Copy out the lines again word for word, from the line with "the dog's right" to the line with "(419, 1400)".

# # # #

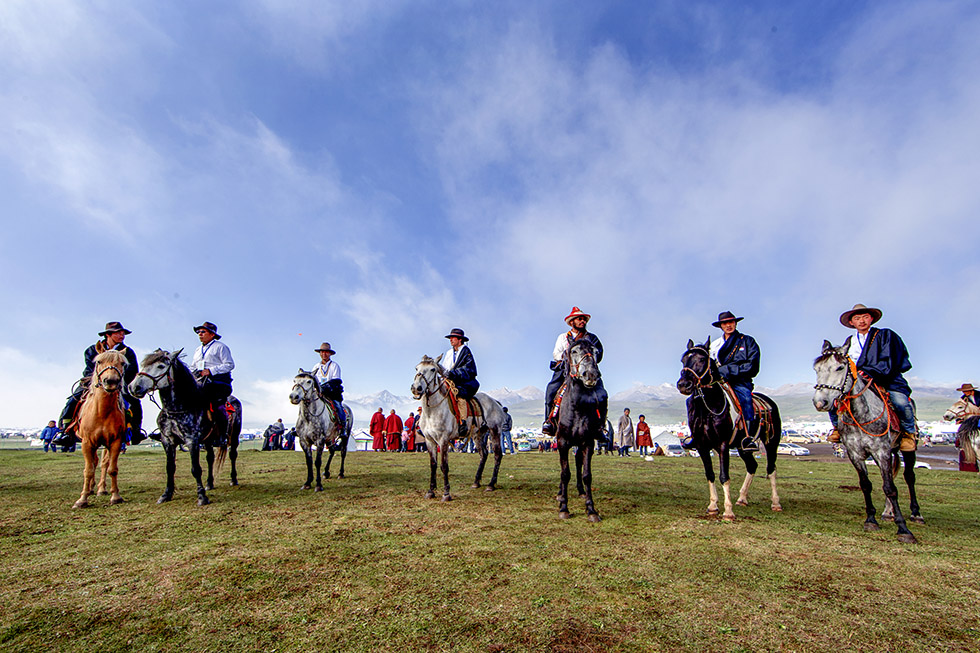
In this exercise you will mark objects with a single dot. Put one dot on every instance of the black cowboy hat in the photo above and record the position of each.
(845, 317)
(458, 333)
(726, 316)
(209, 326)
(114, 327)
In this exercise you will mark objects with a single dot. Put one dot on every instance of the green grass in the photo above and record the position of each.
(370, 565)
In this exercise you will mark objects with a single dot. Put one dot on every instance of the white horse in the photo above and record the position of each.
(314, 426)
(967, 415)
(439, 426)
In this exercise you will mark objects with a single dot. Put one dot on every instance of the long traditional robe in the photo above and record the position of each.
(377, 431)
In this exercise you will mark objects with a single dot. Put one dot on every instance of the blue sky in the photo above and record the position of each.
(375, 173)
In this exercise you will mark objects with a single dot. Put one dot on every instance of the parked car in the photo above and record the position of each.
(790, 449)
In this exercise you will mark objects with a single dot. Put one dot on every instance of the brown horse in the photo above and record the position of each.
(102, 423)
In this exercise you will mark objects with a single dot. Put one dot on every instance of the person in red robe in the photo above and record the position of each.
(393, 431)
(377, 430)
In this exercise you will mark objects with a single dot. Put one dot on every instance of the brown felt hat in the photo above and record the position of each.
(845, 317)
(114, 327)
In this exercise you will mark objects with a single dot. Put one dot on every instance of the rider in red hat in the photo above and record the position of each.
(578, 320)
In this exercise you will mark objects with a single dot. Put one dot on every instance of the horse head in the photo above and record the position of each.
(834, 379)
(698, 368)
(582, 364)
(109, 366)
(305, 387)
(427, 374)
(157, 372)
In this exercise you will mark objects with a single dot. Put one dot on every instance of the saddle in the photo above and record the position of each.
(463, 409)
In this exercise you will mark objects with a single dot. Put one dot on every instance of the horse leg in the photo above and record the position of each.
(587, 480)
(171, 451)
(566, 475)
(709, 474)
(751, 465)
(111, 460)
(909, 459)
(481, 448)
(891, 494)
(319, 454)
(195, 448)
(309, 466)
(431, 494)
(445, 473)
(88, 475)
(209, 456)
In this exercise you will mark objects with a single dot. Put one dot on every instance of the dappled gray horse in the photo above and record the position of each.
(867, 428)
(438, 425)
(315, 426)
(183, 419)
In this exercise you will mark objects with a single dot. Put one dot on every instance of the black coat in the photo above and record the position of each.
(463, 373)
(884, 358)
(738, 359)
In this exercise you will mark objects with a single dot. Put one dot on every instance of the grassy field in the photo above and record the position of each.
(370, 565)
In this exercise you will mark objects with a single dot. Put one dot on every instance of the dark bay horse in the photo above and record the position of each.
(102, 423)
(184, 419)
(712, 425)
(867, 428)
(579, 425)
(439, 426)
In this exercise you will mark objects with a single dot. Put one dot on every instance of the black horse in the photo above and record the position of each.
(580, 422)
(712, 423)
(184, 420)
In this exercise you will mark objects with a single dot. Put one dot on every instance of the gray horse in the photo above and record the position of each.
(315, 426)
(867, 428)
(438, 425)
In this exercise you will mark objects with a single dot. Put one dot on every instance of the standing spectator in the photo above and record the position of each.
(377, 430)
(408, 440)
(624, 434)
(643, 439)
(393, 431)
(505, 428)
(49, 433)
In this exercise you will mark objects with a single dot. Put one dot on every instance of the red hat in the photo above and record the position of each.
(577, 312)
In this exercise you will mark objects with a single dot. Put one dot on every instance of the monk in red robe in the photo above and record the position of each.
(377, 430)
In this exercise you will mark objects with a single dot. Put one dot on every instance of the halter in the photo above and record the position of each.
(843, 402)
(701, 385)
(99, 383)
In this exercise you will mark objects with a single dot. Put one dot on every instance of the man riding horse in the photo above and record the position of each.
(112, 338)
(327, 374)
(460, 369)
(578, 320)
(881, 355)
(212, 365)
(738, 362)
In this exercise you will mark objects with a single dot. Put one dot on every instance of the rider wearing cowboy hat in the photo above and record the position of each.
(212, 365)
(578, 320)
(327, 373)
(738, 362)
(112, 338)
(880, 354)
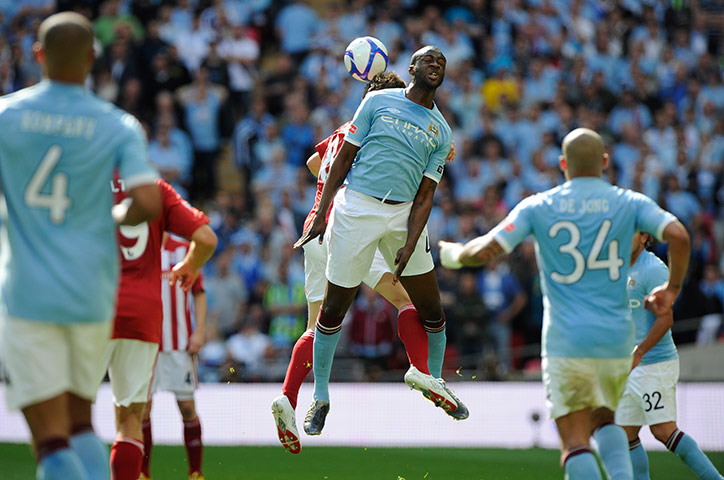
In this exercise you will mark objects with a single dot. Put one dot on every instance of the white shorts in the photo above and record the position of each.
(130, 368)
(176, 372)
(650, 396)
(361, 224)
(315, 263)
(574, 384)
(43, 360)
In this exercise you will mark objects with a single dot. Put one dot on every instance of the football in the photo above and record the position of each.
(365, 57)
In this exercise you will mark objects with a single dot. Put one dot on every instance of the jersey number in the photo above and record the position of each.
(648, 399)
(140, 233)
(57, 200)
(613, 263)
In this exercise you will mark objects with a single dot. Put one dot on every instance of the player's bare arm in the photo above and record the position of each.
(143, 204)
(419, 214)
(314, 163)
(196, 340)
(662, 325)
(203, 244)
(476, 253)
(337, 173)
(663, 297)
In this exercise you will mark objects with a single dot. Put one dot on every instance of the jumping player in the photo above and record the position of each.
(398, 142)
(139, 315)
(59, 260)
(176, 369)
(650, 395)
(379, 278)
(583, 230)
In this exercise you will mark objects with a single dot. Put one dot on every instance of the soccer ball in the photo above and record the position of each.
(365, 57)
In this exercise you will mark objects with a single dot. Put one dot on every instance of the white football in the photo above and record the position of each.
(365, 57)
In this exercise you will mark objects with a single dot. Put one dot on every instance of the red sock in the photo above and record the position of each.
(413, 335)
(147, 445)
(194, 447)
(126, 458)
(299, 366)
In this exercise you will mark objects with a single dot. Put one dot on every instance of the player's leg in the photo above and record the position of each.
(611, 445)
(89, 346)
(130, 370)
(409, 323)
(639, 459)
(687, 450)
(28, 348)
(147, 432)
(577, 458)
(610, 439)
(192, 433)
(49, 425)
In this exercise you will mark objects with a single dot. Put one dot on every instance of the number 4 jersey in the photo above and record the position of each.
(139, 313)
(583, 231)
(60, 146)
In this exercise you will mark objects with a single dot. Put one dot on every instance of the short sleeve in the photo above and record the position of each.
(179, 217)
(516, 226)
(361, 122)
(436, 164)
(651, 218)
(133, 162)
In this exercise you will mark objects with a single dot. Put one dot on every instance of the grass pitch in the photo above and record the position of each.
(326, 463)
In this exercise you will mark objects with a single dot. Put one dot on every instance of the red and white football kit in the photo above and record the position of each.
(139, 312)
(315, 255)
(175, 367)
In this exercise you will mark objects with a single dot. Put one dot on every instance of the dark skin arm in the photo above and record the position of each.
(337, 173)
(419, 213)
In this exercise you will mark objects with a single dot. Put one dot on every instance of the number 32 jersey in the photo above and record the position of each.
(583, 231)
(139, 313)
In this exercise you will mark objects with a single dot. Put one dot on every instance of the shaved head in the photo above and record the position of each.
(66, 42)
(584, 153)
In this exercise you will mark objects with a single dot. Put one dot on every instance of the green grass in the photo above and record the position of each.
(272, 463)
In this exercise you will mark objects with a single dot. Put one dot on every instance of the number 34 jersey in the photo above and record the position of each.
(59, 148)
(139, 313)
(583, 231)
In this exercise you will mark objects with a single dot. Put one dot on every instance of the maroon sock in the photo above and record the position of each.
(299, 366)
(413, 335)
(194, 447)
(147, 445)
(126, 458)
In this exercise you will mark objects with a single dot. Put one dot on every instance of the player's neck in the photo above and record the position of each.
(420, 94)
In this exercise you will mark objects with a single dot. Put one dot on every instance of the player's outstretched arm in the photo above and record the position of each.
(475, 253)
(663, 297)
(314, 163)
(337, 173)
(196, 340)
(143, 204)
(203, 244)
(661, 325)
(419, 214)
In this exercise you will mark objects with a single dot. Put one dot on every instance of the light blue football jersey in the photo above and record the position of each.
(647, 273)
(58, 256)
(583, 231)
(400, 142)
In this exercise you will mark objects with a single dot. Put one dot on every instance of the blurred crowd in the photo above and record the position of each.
(257, 83)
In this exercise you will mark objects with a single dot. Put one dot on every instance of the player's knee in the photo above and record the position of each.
(187, 409)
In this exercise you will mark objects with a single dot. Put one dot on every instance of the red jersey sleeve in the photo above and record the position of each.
(198, 285)
(178, 216)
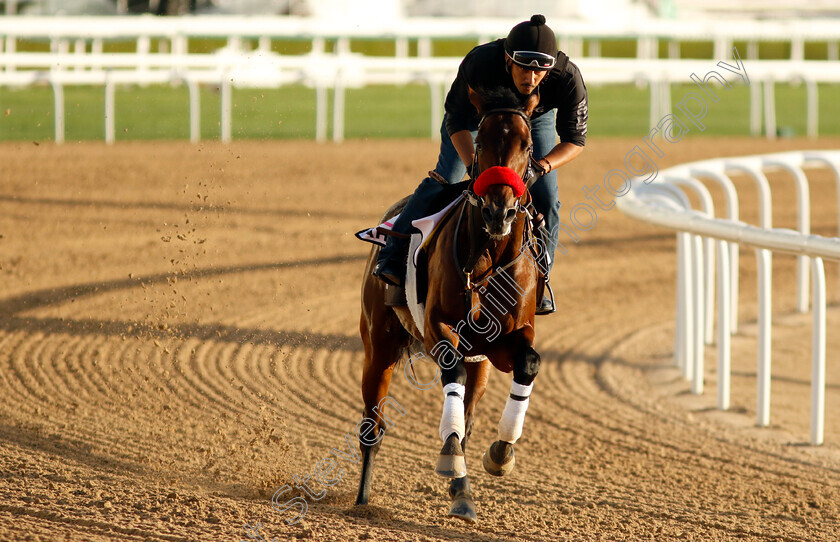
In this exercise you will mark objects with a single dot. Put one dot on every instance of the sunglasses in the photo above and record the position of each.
(533, 60)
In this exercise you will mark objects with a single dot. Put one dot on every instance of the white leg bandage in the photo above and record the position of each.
(452, 419)
(513, 416)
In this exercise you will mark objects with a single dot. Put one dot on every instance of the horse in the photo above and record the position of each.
(482, 257)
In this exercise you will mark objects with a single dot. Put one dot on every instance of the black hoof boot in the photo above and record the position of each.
(498, 459)
(451, 462)
(462, 506)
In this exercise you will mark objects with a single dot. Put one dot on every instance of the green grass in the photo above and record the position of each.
(162, 112)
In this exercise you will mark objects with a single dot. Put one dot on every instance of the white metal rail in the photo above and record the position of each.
(661, 203)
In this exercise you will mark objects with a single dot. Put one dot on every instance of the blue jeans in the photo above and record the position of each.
(451, 168)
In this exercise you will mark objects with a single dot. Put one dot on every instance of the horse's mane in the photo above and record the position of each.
(500, 98)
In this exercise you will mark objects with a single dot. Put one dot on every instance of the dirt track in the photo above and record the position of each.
(179, 339)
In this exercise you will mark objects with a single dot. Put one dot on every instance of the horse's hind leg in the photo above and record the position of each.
(463, 506)
(382, 351)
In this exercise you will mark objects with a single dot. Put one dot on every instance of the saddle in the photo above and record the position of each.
(416, 269)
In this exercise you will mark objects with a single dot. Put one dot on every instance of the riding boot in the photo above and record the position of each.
(393, 257)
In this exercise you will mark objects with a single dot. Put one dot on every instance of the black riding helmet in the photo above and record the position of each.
(532, 45)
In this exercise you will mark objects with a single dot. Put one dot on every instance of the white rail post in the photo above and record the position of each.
(110, 130)
(755, 109)
(699, 319)
(195, 110)
(764, 335)
(226, 108)
(338, 106)
(724, 344)
(58, 95)
(436, 92)
(813, 111)
(320, 112)
(818, 354)
(732, 213)
(770, 108)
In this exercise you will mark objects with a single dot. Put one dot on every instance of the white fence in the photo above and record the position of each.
(703, 238)
(77, 58)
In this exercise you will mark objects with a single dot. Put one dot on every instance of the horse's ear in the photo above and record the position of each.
(531, 103)
(476, 99)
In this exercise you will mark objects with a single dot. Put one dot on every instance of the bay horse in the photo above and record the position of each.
(475, 266)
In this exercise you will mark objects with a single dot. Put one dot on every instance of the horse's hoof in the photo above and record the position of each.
(451, 462)
(498, 460)
(463, 508)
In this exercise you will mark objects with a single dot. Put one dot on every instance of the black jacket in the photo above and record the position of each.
(485, 67)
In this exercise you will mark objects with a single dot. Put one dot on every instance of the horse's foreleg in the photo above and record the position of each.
(463, 506)
(499, 459)
(376, 378)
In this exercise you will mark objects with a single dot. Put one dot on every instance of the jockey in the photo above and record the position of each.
(527, 61)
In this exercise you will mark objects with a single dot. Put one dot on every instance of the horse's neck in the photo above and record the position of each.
(479, 242)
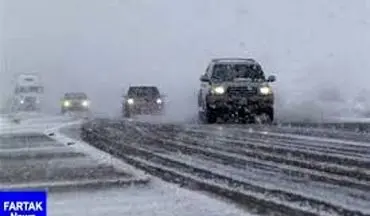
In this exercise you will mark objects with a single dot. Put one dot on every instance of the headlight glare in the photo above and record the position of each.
(130, 101)
(85, 103)
(219, 90)
(265, 90)
(66, 103)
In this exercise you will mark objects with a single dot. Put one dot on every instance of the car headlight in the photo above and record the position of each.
(85, 103)
(265, 90)
(66, 103)
(218, 90)
(130, 101)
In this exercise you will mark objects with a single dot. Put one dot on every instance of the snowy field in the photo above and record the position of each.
(157, 198)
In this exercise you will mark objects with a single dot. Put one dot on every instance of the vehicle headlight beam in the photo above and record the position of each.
(130, 101)
(85, 103)
(218, 90)
(265, 90)
(66, 103)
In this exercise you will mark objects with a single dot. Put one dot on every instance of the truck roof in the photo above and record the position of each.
(28, 79)
(234, 59)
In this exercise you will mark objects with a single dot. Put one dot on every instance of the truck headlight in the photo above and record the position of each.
(218, 90)
(85, 103)
(130, 101)
(265, 90)
(66, 103)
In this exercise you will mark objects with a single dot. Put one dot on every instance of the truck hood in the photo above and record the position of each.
(242, 83)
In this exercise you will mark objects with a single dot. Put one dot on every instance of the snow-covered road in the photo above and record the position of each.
(21, 147)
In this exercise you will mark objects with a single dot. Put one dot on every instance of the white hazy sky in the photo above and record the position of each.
(102, 46)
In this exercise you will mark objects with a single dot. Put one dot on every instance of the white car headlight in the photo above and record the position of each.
(265, 90)
(218, 90)
(130, 101)
(67, 103)
(85, 103)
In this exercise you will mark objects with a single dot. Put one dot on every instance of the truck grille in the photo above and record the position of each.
(30, 99)
(241, 91)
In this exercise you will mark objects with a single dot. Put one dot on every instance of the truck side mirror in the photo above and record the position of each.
(204, 78)
(271, 78)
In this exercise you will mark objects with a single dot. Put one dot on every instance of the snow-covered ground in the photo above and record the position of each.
(156, 198)
(101, 47)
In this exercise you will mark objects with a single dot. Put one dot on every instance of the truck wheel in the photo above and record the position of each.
(266, 116)
(126, 114)
(210, 116)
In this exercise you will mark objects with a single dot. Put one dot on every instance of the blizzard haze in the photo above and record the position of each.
(101, 47)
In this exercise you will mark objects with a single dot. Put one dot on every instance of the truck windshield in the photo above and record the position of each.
(29, 89)
(143, 92)
(75, 96)
(229, 72)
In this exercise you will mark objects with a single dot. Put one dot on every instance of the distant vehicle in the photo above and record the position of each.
(75, 102)
(236, 88)
(141, 100)
(28, 93)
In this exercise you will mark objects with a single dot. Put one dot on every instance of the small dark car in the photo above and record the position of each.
(75, 101)
(142, 100)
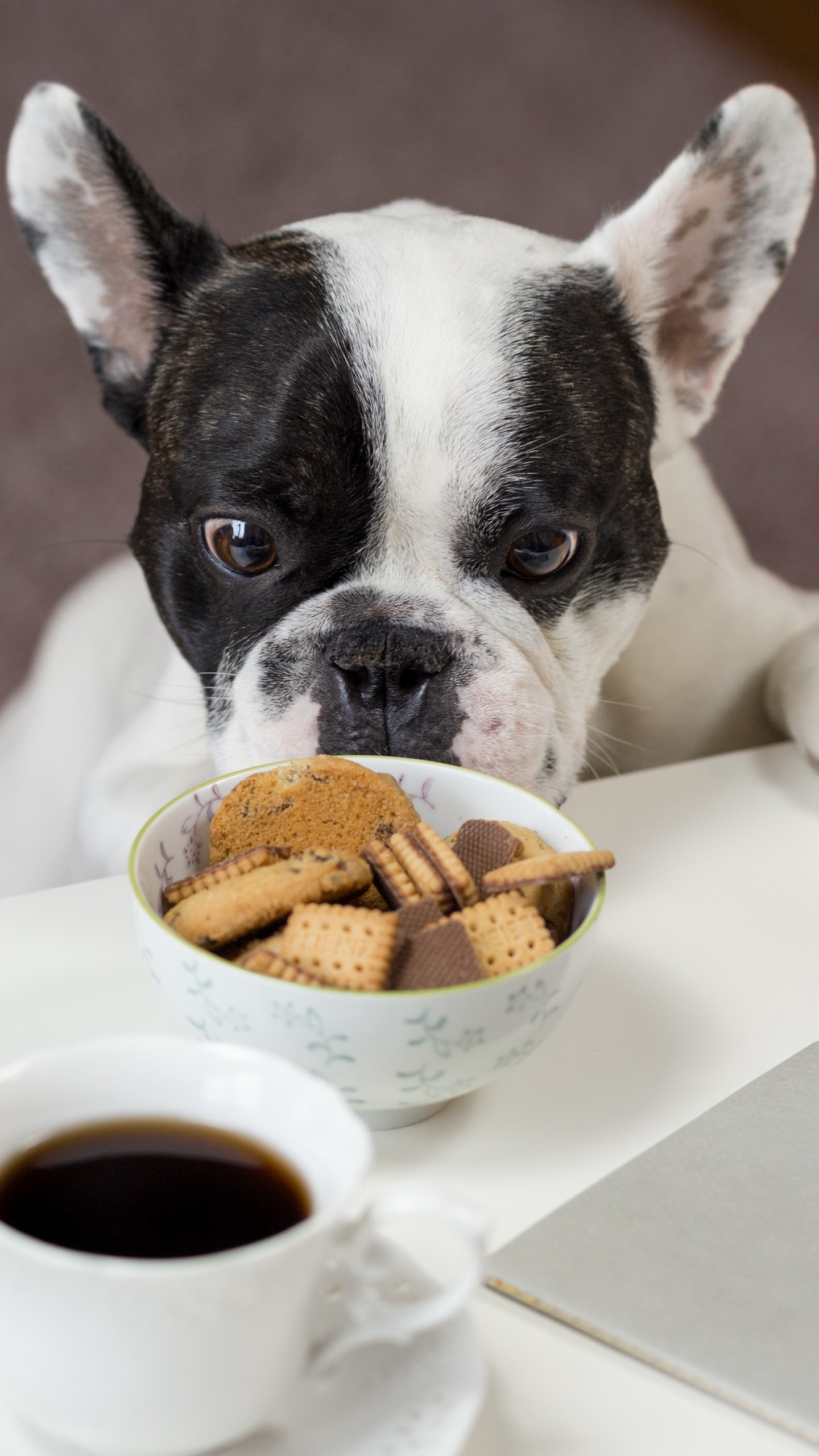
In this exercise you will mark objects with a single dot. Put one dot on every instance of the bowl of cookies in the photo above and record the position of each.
(404, 929)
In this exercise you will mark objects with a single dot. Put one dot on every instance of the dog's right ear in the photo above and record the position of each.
(115, 254)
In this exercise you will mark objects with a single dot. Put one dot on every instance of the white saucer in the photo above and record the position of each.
(419, 1400)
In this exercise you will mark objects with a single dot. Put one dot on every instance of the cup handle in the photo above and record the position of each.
(372, 1318)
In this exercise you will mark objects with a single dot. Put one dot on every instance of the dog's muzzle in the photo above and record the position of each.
(390, 689)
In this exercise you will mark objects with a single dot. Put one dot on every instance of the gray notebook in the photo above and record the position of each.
(703, 1254)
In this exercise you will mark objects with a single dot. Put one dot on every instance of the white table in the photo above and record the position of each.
(706, 976)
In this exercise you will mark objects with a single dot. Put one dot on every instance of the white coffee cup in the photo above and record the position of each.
(167, 1358)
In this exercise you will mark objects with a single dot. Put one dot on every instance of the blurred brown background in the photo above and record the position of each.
(257, 113)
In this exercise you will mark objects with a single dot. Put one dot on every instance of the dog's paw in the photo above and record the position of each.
(792, 692)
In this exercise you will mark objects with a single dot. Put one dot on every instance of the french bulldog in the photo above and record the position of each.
(417, 484)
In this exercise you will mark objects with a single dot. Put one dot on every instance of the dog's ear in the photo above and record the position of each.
(115, 254)
(701, 253)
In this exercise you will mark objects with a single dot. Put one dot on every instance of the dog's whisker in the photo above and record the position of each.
(703, 554)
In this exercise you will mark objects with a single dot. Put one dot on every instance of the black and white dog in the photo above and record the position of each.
(410, 490)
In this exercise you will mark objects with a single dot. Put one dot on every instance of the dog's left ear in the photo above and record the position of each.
(701, 253)
(117, 255)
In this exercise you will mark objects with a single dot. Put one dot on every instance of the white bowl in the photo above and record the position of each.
(397, 1056)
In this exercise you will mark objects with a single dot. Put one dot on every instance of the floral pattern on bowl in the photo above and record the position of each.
(397, 1056)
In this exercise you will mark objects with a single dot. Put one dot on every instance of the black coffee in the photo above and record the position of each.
(151, 1189)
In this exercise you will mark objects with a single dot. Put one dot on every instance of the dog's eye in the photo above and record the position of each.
(541, 554)
(239, 545)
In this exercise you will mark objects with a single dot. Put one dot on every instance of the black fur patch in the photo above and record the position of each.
(253, 415)
(709, 133)
(177, 255)
(779, 255)
(581, 428)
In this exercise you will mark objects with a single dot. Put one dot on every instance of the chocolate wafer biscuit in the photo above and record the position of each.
(424, 875)
(522, 872)
(245, 905)
(484, 845)
(344, 945)
(390, 875)
(410, 921)
(267, 963)
(452, 871)
(439, 956)
(506, 934)
(226, 870)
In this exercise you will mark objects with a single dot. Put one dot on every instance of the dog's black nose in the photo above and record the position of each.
(388, 689)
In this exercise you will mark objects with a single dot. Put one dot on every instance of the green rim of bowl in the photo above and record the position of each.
(330, 991)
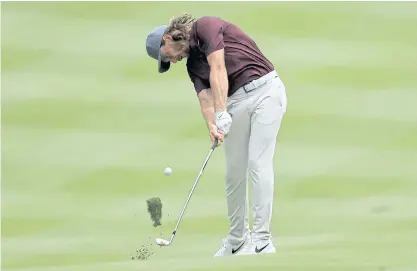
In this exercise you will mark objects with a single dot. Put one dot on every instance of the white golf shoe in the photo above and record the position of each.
(227, 249)
(254, 248)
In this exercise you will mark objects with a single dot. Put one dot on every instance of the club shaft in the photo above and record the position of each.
(192, 190)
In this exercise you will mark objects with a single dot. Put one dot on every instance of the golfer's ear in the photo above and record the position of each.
(216, 59)
(166, 37)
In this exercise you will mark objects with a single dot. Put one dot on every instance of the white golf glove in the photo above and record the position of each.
(223, 121)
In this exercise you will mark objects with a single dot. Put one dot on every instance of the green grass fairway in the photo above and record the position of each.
(88, 126)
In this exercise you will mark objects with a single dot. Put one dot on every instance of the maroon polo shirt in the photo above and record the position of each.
(244, 60)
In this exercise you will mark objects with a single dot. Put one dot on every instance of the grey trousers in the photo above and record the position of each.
(249, 148)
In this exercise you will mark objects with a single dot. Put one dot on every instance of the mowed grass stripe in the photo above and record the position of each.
(83, 151)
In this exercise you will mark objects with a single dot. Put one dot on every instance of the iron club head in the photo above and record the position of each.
(162, 242)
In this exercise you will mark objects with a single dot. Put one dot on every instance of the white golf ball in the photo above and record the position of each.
(168, 171)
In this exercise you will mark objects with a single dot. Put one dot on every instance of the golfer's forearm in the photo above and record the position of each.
(219, 85)
(208, 114)
(207, 107)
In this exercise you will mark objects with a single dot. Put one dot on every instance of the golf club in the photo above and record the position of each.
(163, 242)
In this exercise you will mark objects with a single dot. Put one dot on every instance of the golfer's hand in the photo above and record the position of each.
(214, 133)
(223, 121)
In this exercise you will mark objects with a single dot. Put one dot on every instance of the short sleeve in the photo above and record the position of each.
(199, 84)
(210, 34)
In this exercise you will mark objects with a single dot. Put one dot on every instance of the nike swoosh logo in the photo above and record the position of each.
(236, 250)
(260, 249)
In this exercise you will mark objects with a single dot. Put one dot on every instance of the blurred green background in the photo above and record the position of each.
(88, 126)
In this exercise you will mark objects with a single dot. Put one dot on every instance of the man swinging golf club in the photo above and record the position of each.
(243, 102)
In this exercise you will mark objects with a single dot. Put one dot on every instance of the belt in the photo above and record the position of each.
(260, 81)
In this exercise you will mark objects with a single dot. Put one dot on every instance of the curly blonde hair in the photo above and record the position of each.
(179, 28)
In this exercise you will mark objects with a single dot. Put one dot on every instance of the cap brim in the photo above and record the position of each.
(163, 66)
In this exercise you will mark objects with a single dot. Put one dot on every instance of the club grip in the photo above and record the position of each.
(215, 144)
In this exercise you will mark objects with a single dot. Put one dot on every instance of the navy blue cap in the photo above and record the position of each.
(153, 46)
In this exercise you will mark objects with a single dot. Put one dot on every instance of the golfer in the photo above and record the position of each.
(243, 102)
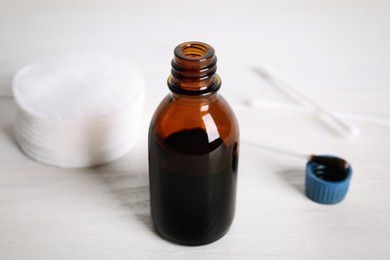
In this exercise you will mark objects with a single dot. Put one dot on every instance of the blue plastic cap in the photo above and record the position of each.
(326, 185)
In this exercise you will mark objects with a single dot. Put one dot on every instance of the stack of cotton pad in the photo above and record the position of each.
(78, 110)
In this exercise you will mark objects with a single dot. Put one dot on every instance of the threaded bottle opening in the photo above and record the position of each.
(194, 69)
(194, 50)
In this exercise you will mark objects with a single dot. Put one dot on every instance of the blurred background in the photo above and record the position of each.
(314, 44)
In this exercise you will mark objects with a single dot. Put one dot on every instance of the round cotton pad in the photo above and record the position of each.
(78, 110)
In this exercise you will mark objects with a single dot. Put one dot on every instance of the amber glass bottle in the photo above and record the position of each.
(193, 152)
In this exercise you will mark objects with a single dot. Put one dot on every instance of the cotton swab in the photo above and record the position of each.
(344, 126)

# # # #

Written solution:
In this exercise you will mark objects with a single dot. Put one dot on every instance of the dog's right ear in the photo above and record the position of each.
(115, 254)
In this exercise you will mark objects with a single dot. Put one dot on every instance of the white saucer in the photo above and record the position of each.
(419, 1400)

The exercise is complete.